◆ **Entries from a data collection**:
***

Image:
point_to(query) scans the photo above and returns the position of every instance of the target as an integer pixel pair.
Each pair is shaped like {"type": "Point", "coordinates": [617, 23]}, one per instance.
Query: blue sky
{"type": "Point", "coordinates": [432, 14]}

***

◆ **Problem requirements**:
Retype each of the entries above word for word.

◆ **Final result**:
Image:
point_to(query) scans the photo above and returns the position of every instance of the target as an integer pixel pair.
Each pair is shaped like {"type": "Point", "coordinates": [617, 23]}, one per instance.
Query: blue sky
{"type": "Point", "coordinates": [432, 14]}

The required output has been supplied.